Exercise details
Edit all the entries so that every "motorcycle" becomes "motorbike", keeping everything else the same, and leave the pictures out of your answer.

Point annotations for photos
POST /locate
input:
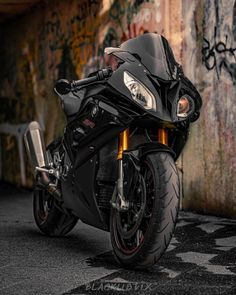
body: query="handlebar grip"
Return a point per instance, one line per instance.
(101, 75)
(64, 86)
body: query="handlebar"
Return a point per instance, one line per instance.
(64, 86)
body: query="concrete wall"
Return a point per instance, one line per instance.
(209, 57)
(67, 38)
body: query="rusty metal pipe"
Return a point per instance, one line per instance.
(162, 136)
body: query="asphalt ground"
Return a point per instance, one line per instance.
(201, 258)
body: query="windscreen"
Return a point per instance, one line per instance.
(154, 52)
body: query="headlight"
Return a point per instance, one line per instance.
(185, 106)
(139, 92)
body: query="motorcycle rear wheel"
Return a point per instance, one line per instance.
(49, 218)
(140, 245)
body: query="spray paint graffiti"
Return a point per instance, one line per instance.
(218, 53)
(219, 56)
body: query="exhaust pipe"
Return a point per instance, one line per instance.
(35, 145)
(36, 151)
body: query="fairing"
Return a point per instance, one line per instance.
(154, 53)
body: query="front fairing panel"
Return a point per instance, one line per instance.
(140, 72)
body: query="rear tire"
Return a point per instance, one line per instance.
(48, 215)
(154, 234)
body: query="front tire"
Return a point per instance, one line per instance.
(154, 232)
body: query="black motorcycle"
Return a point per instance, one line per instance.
(114, 167)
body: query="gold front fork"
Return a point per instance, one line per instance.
(123, 143)
(162, 136)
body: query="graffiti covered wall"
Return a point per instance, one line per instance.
(66, 39)
(209, 56)
(62, 39)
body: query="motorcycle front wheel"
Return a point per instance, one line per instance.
(141, 235)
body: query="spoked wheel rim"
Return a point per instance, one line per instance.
(130, 229)
(44, 205)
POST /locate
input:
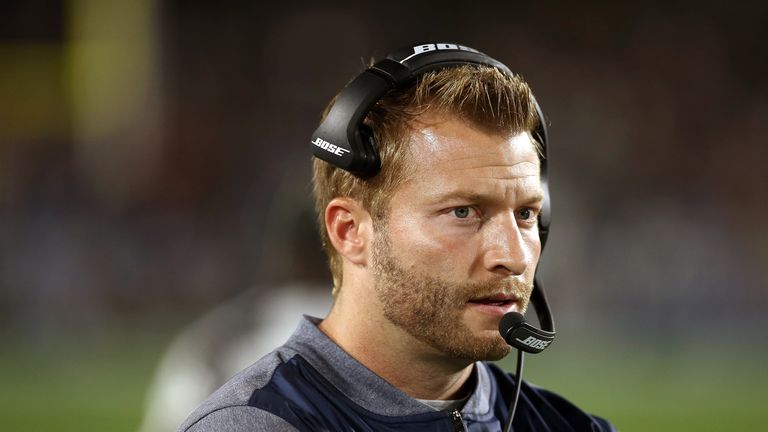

Exercise result
POST /locate
input:
body: query="handlebar grip"
Return a point per instance, one line per instance.
(101, 75)
(64, 86)
body: query="handlebar"
Return a point per instance, one line per instance.
(64, 86)
body: query="concrete wall"
Return a point per instance, one line per instance.
(209, 57)
(67, 38)
body: query="rusty metal pipe"
Return a point per instance, one line per instance.
(162, 136)
body: query="asphalt ground"
Return a point per instance, one line per instance.
(201, 258)
body: query="windscreen"
Return a point per instance, one line per instance.
(154, 52)
body: query="headlight"
Return a point per instance, one line per instance.
(185, 106)
(139, 92)
body: query="motorbike rear wheel"
Return a point per instance, one line per instance.
(49, 218)
(140, 245)
body: query="spray paint graffiti"
Return a point per instance, one line per instance.
(218, 53)
(219, 56)
body: query="exhaust pipe"
Return a point per instance, one line per instance.
(35, 145)
(36, 151)
body: query="fairing"
Return a point per instance, one line per instance.
(154, 53)
body: query="front fairing panel"
Return a point per instance, one line per instance.
(140, 72)
body: query="rear tire"
Return a point per instance, one line per instance.
(48, 215)
(154, 234)
body: query="front tire"
Return a point per instance, one line per instance.
(154, 232)
body: query="black motorbike"
Return a point per instance, one line per instance.
(114, 167)
body: query="gold front fork"
Return a point per instance, one line per instance.
(123, 143)
(162, 136)
body: query="graffiti covered wall"
Return a point per instance, one line per instance.
(66, 39)
(209, 56)
(62, 39)
body: query="motorbike front wheel"
Return a point per instance, one line per instance.
(141, 235)
body: query="spoked wheel rim"
Return a point per instance, one line per instance.
(130, 229)
(44, 205)
POST /locate
input:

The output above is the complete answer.